§ Textauszug
•••••
STANDARD: Sieben Kandidaten stehen auf dem Stimmzettel zur Bundespräsidentenwahl – so viele wie noch nie. Wen würden Sie wählen, wenn Sie nicht selbst antreten würden?

Tassilo Wallentin: Wenn ich jemanden für wirklich geeignet halten würde, würde ich nicht antreten.

STANDARD: Sie sind als Wiener Innenstadtanwalt gut im Geschäft, hatten bis zur Bekanntgabe Ihrer Kandidatur eine wöchentliche Kolumne in der "Krone bunt". Was bewegt Sie nun, die politische Bühne zu betreten?

Wallentin: Weil wir uns in einer äußerst prekären Situation befinden. Die dringenden Probleme, vor denen wir stehen, bearbeite ich schon seit zehn Jahren intensiv. Und irgendwann steht man vor der Frage, ob man Zustände weiter beschreibt oder versucht, selbst ins Tun zu kommen. Der Beweggrund war: "Frage nicht, was Dein Land für Dich tun kann, frage, was Du für Dein Land tun kannst."

STANDARD: Wie würden Sie jemanden, der noch nie von Ihnen gehört hat, erklären, wofür Sie als Bundespräsident eintreten würden?

Wallentin: Ich würde ihm sagen, dass wir ein neues Zeitalter betreten haben. Ich habe in meinen Büchern alle Lösungen dargestellt. Das Links-Rechts-Schema hat ausgedient. In den großen Fragen unserer Zeit gibt es nur ein vernünftig oder unvernünftig. Ich glaube nicht, dass der etablierte Politikbetrieb, zu dem auch die Opposition gehört, sich selbst reformiert und diese Probleme lösen kann. Dazu ist die Seifenblase der Privilegien zu bequem. Es muss jemand von Außen kommen, der unabhängig ist und das Land wieder ins Tun bringt. Als Präsident würde auch ich auch als Ideengeber fungieren, die dann vielleicht von Politikern aufgegriffen werden.

STANDARD: Auch Sie waren dem etablierten Politikbetrieb nicht immer ganz fern. 2017 gab es Gespräche mit dem Team Stronach über eine Spitzenkandidatur bei der Nationalratswahl, vor einigen Wochen stand sogar noch eine Präsidentschaftskandidatur für die FPÖ im Raum...
•••••
§ Vorliegende Einträge
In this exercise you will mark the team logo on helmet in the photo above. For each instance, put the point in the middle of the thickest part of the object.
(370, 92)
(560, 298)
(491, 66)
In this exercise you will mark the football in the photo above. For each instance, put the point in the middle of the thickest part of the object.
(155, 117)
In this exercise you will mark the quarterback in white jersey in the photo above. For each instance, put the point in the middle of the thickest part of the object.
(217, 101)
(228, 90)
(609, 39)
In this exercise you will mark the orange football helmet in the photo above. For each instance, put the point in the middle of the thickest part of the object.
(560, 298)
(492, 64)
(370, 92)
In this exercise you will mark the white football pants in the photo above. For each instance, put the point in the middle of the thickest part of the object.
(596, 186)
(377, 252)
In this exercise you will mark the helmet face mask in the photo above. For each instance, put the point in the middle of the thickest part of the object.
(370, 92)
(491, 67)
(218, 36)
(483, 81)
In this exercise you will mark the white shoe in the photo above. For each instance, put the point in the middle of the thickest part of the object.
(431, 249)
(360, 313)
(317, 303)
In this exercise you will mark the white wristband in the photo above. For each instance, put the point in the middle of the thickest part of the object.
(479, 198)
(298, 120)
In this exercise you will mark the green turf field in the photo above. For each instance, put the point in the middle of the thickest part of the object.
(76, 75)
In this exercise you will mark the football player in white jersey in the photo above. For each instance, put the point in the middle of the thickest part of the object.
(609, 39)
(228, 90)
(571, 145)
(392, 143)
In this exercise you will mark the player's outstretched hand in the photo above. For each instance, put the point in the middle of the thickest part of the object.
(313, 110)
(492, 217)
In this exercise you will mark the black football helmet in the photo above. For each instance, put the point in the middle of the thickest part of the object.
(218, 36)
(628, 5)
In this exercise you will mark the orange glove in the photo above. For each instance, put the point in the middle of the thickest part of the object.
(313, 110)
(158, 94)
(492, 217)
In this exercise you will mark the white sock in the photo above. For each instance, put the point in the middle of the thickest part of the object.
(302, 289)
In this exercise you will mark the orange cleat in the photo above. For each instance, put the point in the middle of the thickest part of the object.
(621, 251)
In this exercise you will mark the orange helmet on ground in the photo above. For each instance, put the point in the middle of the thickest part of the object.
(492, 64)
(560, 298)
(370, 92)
•••••
§ Aufgaben
1: Extrahieren Sie aus dem Interview wortgetreu den Abschnitt, der mit den Worten „STANDARD: Sie sind“ beginnt und mit „Bühne zu betreten?“ endet.
2: Beantworten Sie anhand des Interviews:
(a) Wie viele Kandidaten stehen auf dem Stimmzettel zur Bundespräsidentenwahl?
(b) In welcher Publikation hatte Wallentin bis zur Bekanntgabe seiner Kandidatur eine wöchentliche Kolumne?
(c) In welchem Jahr gab es Gespräche mit dem Team Stronach über eine Spitzenkandidatur?
3: Führen Sie das Interview mit Tassilo Wallentin im Anschluss an den letzten gezeigten Satz weiter.
Die Einträge werden hierfür nicht gebraucht.

§ Lösungen im Einzelnen
1:
STANDARD: Sie sind als Wiener Innenstadtanwalt gut im Geschäft, hatten bis zur Bekanntgabe Ihrer Kandidatur eine wöchentliche Kolumne in der "Krone bunt". Was bewegt Sie nun, die politische Bühne zu betreten?

2:
(a) Sieben
(b) In der „Krone bunt“
(c) 2017

3:
Wallentin: Mit dem Team Stronach gab es Gespräche über eine Spitzenkandidatur, die ich dann aber abgelehnt habe. Und auch jetzt habe ich abgesagt, weil mir die Vorgaben von Herrn Kickl (Herbert, FPÖ-Chef, Anm.) nicht gefallen haben, obwohl er es mit mir durchziehen wollte. Ich kann mit starrer Parteiideologie nichts anfangen. Es gibt in fast allen Parteien Elemente, die gut sind und die ich auch übernehmen würde.

STANDARD: Stimmt es, dass Sie auf die FPÖ zugegangen sind, wie FPÖ-Chef Herbert Kickl kürzlich wissen ließ?

Wallentin: Es gab ein Gespräch mit einem Mitarbeiter von Herrn Kickl, das aber ursprünglich einen anderen Hintergrund hatte. Für mich war es demokratiepolitisch bedenklich, dass bis auf die FPÖ keine der Parlamentsparteien einen eigenen Kandidaten aufstellt. Das ist für mich eine ideologische Bankrotterklärung. Dadurch war die FPÖ für mich ein Gesprächspartner. Für mich war aber ein Antritt immer nur als Unabhängiger denkbar, wobei die FPÖ nur ein Unterstützer von vielen hätte sein sollen.

STANDARD: Was wäre die erste Initiative, die Sie anstoßen würden?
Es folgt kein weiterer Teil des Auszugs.